== Zadanie do wykonania A ==
Oceń, czy każde ze zdań (i), (ii), (iii) jest zgodne z tekstem o dziejach Starogardu, i przy każdym odpowiedz „tak” lub „nie”, przytaczając dosłownie rozstrzygające słowa tekstu. (i) Białe koszary zbudowano z materiału pochodzącego z rozbiórki zamków. (ii) Czerwone koszary wzniesiono w latach 1778-81. (iii) Pożar z 1792 r. oszczędził ratusz stojący na rynku.
== Zadanie do wykonania B ==
Na której ścianie ratusza, według tekstu o dziejach Starogardu, wmurowano tablicę pamiątkową upamiętniającą zawiązanie Konfederacji Pomorskiej?
== Zadanie do wykonania C ==
Przedstaw w formie zwięzłej listy akapit tekstu o dziejach Starogardu zaczynający się od słów „Wraz z I rozbiorem Polski”, zachowując jego główne fakty.

== Tekst strony ==
##########

Wraz z I rozbiorem Polski w 1772 r. ziemia starogardzka została włączona do Królestwa Prus. Zgodnie z decyzją króla Fryderyka II w Starogardzie powstał duży garnizon wojskowy oraz ośrodek administracji pruskiej. W latach 1778-81 wybudowano kompleks koszarowy (tzw. białe koszary przy ob. ul Paderewskiego), wykorzystując materiał z rozbiórki zamków starościńskich w Starej Kiszewie, Borzechowie i Osieku. Znalazł w nim siedzibę Tokarski Pułk Fizylierów, zaś w okresie wojen napoleońskich utworzono tam lazaret. W 1845 r. przy ob. ul. Chojnickiej wzniesiono drugi kompleks koszarowy (tzw. czerwone koszary), na który złożyły się stajnie dla koni, kuźnia, ujeżdżalnie oraz warsztaty. Do tej pory konie przetrzymywano w stajniach w majątku Starogard Szlachecki.
W 1792 r. w Starogardzie wybuchł wielki pożar, który zniszczył niemal całe miasto, w tym zabudowę otaczającą rynek wraz ze stojącym pośrodku ratuszem. W kolejnych latach na średniowiecznych fundamentach wzniesiono nowe obiekty. Według tradycji zachowały się podziemne korytarze oraz lochy, łączące piwnice średniowiecznego ratusza, zawierające dotąd nieodkryte tajemne przejścia prowadzące poza mury miejskie. Na północnej ścianie ratusza można zobaczyć wmurowaną tablicę pamiątkową informującą o zawiązaniu w tym miejscu w 1769 r. Konfederacji Pomorskiej (miała zapobiec upadkowi naszego kraju). Kryzys ekonomiczny pogłębiony w okresie napoleońskich utrzymywał się na ziemi starogardzkiej do połowy XIX w.

##########

== Fragmenty zbioru danych ==
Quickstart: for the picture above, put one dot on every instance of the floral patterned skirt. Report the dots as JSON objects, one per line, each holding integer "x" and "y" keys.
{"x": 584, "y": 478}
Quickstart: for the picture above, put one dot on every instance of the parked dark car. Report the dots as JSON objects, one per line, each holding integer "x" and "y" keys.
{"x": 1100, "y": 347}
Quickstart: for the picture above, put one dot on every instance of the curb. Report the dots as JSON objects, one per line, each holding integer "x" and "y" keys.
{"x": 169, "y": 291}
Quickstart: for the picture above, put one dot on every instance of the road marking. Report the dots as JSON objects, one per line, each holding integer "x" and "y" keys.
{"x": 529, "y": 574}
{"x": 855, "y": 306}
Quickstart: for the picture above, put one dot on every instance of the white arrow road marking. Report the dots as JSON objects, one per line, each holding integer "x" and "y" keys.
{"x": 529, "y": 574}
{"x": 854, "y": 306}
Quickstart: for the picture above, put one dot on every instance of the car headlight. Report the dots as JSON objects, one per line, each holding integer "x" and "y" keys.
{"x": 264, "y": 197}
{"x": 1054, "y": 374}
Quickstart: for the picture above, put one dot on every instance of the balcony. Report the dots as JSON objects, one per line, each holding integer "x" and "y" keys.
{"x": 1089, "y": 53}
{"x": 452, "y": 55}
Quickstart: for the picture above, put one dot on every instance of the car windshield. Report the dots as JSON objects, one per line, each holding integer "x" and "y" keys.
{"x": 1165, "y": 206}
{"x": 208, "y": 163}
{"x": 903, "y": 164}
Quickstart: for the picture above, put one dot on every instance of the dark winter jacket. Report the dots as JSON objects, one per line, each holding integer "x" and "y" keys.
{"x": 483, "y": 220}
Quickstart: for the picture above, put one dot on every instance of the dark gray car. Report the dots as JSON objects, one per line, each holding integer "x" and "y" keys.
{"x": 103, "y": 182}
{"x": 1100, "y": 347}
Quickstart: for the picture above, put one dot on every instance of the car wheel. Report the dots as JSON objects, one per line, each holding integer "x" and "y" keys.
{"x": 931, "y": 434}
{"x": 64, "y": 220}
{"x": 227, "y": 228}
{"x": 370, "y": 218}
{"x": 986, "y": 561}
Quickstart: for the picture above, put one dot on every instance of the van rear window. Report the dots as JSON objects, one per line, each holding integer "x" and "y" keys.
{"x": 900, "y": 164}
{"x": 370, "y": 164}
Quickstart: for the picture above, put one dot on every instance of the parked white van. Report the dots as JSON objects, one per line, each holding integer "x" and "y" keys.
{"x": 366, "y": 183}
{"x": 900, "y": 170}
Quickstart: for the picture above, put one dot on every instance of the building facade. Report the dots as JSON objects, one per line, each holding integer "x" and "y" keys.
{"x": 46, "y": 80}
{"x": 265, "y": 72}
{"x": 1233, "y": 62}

##########

== Oczekiwana odpowiedź A ==
(i) Tak: „wykorzystując materiał z rozbiórki zamków starościńskich w Starej Kiszewie, Borzechowie i Osieku”.
(ii) Nie: „W 1845 r. przy ob. ul. Chojnickiej wzniesiono drugi kompleks koszarowy (tzw. czerwone koszary)”.
(iii) Nie: „zniszczył niemal całe miasto, w tym zabudowę otaczającą rynek wraz ze stojącym pośrodku ratuszem”.

== Oczekiwana odpowiedź B ==
Na północnej ścianie ratusza.

== Oczekiwana odpowiedź C ==
- 1772 r.: po I rozbiorze Polski ziemia starogardzka została włączona do Królestwa Prus.
- Z decyzji Fryderyka II w Starogardzie powstał duży garnizon wojskowy i ośrodek administracji pruskiej.
- 1778-81: przy obecnej ul. Paderewskiego zbudowano białe koszary z materiału z rozbiórki zamków starościńskich w Starej Kiszewie, Borzechowie i Osieku.
- W białych koszarach stacjonował Tokarski Pułk Fizylierów, a w okresie wojen napoleońskich urządzono tam lazaret.
- 1845 r.: przy obecnej ul. Chojnickiej wzniesiono czerwone koszary ze stajniami, kuźnią, ujeżdżalniami i warsztatami.
- Wcześniej konie trzymano w stajniach w majątku Starogard Szlachecki.